-- START --

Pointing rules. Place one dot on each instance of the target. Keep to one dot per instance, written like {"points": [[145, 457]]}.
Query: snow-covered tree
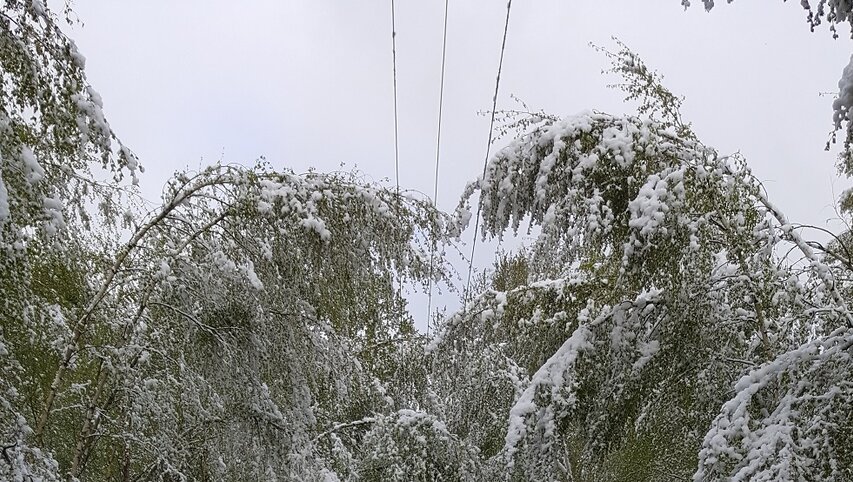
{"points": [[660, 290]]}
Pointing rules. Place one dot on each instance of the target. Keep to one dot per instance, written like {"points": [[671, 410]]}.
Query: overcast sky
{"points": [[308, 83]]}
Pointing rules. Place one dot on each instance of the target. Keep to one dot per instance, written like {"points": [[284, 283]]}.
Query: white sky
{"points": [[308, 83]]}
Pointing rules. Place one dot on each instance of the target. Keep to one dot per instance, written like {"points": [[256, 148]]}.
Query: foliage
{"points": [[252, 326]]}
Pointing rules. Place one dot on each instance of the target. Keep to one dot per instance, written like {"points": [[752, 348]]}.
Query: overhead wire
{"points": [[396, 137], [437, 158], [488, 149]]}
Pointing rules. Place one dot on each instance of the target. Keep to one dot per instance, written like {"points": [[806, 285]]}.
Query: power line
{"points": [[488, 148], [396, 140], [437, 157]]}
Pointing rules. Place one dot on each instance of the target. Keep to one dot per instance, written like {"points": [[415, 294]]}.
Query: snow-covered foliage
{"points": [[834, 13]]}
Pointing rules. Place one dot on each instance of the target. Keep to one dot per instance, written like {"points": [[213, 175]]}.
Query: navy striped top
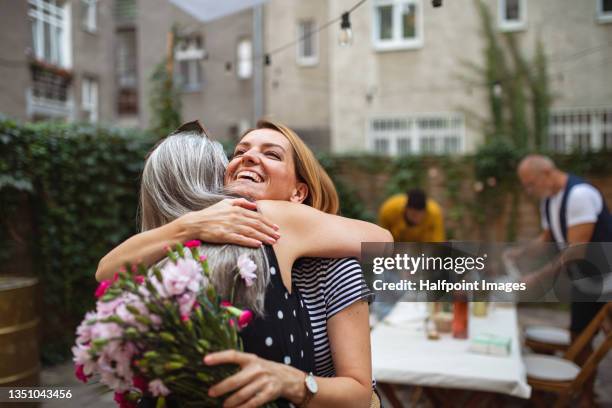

-- END --

▶ Stated goal
Omit the pictures, and quote the material above exactly as given.

▶ The reply
Pointing rules. Place one dot on each instance of the target. Keep to one dot per instance, written like {"points": [[145, 457]]}.
Query: snow-covered tree
{"points": [[660, 290]]}
Pointing rules. Place one dot on each instance of the target. Keep to one dot per instance, written like {"points": [[671, 410]]}.
Query: overcast sky
{"points": [[308, 83]]}
Pointing rules. Place one dot on each instance of the target. Keep to one dot per instance, written like {"points": [[284, 283]]}.
Query: white sky
{"points": [[308, 83]]}
Pointing rules. Place one dot on each instance of the target. Keep to one dot per instance, written like {"points": [[256, 148]]}.
Query: foliage
{"points": [[252, 326]]}
Pointing rules. Place one dot on each instance of the target. Keep to one dot per instance, written like {"points": [[752, 348]]}.
Query: overhead wire
{"points": [[396, 137], [437, 158], [488, 149]]}
Pointing rules. Place one dot on each instance of the target. Keep to one dot per instance, written like {"points": [[806, 285]]}.
Query: power line
{"points": [[488, 148], [396, 140], [437, 157]]}
Pointing rules. Place one dot on each instance of the target. Keep to one dot per instance, written like {"points": [[415, 294]]}.
Query: snow-covered foliage
{"points": [[834, 13]]}
Pointing rules. Place one dot on each instance of the target. Keep to one dot per instance, written like {"points": [[213, 175]]}.
Query: navy striped top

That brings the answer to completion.